> _练习目标_
照抄下面从包含“Expected behaviour: mark a point on the martini”的那一行起、到包含“[[116, 111]]”的那一行止的所有行，首尾两行都包括在内，其余各行不要抄。

> _练习材料_
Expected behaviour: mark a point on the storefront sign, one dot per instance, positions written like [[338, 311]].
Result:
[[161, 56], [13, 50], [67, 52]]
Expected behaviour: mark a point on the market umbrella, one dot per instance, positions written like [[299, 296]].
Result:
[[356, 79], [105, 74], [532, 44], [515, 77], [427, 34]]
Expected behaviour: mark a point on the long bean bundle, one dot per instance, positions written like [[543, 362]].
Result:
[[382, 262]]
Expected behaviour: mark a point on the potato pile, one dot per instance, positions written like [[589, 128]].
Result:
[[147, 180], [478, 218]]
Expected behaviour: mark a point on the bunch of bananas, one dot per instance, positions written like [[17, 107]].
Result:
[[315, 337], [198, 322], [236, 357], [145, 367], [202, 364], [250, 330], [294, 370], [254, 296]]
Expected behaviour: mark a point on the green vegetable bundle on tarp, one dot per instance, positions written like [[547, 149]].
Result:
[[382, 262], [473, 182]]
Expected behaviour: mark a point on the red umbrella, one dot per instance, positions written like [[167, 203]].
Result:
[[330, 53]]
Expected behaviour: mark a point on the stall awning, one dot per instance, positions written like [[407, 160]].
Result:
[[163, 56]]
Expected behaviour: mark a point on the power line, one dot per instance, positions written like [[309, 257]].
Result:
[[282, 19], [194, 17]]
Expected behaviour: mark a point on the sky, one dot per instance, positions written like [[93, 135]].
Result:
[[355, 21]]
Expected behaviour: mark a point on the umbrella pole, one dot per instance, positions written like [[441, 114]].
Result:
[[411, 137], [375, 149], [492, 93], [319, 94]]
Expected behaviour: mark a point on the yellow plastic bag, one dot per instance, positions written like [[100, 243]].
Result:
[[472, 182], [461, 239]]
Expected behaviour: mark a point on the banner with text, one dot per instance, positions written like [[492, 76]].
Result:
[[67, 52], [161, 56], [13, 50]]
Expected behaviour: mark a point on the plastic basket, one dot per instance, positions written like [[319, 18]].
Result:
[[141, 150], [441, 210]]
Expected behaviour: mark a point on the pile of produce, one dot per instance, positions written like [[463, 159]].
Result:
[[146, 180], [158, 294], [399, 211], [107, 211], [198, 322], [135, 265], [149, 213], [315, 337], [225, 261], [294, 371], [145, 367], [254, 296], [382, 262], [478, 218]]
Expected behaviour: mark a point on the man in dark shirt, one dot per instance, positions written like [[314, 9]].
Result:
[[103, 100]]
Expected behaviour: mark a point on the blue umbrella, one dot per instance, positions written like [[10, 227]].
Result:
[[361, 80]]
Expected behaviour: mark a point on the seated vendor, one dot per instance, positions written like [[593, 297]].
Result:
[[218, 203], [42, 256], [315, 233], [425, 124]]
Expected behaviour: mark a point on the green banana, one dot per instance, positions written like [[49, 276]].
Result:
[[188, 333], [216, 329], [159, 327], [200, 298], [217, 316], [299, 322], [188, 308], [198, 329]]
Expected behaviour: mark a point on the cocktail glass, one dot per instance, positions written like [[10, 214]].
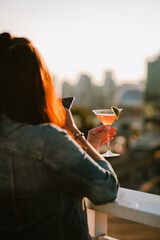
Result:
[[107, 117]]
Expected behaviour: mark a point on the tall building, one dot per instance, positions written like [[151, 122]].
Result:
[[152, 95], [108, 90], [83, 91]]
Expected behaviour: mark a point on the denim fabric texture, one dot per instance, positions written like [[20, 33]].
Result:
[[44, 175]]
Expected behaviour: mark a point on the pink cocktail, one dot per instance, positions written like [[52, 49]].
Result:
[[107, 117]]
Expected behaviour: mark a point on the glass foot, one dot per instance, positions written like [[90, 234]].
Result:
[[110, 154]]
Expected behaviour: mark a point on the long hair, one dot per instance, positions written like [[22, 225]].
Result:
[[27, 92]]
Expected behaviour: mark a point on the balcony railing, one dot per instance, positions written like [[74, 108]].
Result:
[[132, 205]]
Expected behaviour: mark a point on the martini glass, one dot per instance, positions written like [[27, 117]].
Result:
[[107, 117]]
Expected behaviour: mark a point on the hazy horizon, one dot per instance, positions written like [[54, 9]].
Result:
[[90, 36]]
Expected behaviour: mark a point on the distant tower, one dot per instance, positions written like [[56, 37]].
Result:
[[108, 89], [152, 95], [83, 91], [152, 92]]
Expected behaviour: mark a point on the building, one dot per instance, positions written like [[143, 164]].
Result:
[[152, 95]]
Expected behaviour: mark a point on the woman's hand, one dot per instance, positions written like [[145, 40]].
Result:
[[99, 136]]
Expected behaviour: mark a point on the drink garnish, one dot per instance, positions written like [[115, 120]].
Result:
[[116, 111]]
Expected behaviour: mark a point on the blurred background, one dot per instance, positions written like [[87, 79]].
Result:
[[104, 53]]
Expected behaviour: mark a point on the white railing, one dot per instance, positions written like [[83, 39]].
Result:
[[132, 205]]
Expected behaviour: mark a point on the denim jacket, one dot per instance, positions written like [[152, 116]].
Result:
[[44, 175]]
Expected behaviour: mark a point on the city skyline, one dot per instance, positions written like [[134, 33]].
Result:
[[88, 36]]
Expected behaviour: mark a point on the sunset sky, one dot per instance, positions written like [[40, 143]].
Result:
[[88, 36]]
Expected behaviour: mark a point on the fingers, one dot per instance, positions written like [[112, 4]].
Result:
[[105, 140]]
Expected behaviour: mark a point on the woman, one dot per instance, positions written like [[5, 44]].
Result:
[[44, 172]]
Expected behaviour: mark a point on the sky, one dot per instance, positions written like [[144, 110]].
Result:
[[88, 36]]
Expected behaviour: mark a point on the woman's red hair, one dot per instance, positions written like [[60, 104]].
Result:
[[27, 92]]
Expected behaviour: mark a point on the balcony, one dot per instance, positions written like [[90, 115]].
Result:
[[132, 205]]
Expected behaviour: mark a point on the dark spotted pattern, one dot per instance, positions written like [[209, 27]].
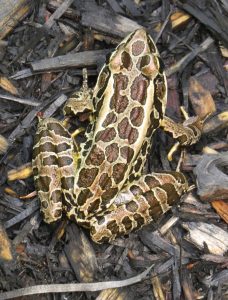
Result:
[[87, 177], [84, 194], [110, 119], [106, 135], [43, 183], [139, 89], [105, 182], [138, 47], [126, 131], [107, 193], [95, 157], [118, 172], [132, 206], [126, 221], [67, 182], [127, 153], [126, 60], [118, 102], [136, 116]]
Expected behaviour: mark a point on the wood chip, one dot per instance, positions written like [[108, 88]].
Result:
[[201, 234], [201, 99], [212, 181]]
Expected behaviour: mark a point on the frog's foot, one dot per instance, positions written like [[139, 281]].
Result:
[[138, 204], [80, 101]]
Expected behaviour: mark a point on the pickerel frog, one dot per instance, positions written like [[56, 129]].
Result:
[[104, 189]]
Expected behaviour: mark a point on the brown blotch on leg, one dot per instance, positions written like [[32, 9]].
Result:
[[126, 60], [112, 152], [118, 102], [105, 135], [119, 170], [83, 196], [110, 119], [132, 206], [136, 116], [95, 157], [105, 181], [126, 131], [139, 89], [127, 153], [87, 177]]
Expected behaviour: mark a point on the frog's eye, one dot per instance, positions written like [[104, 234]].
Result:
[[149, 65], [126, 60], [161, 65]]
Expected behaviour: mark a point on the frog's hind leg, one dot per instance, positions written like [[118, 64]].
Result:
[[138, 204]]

> _本题输出_
Expected behaviour: mark a point on the martini glass, one dot per instance, positions written like [[27, 117]].
Result:
[[107, 117]]
Expected behaviour: mark a point on the hazy horizon, one dot per instance, positions written like [[54, 9]].
Result:
[[90, 36]]
Expected behaviour: mark a point on the distant tower, one dot per instance, positions written like [[56, 37]].
Result:
[[108, 89], [152, 95], [83, 91], [152, 92]]
Expected behaviour: mark a point on the building, one dot per instance, positions written like [[143, 164]].
Result:
[[152, 95]]
Expected behaviour: mark a point on the woman's hand, one dot per instance, positions written like [[145, 40]].
Result:
[[99, 136]]
Expected behaviour: mark a point on the drink garnish, one dot per instance, positions written like [[115, 120]].
Result:
[[116, 111]]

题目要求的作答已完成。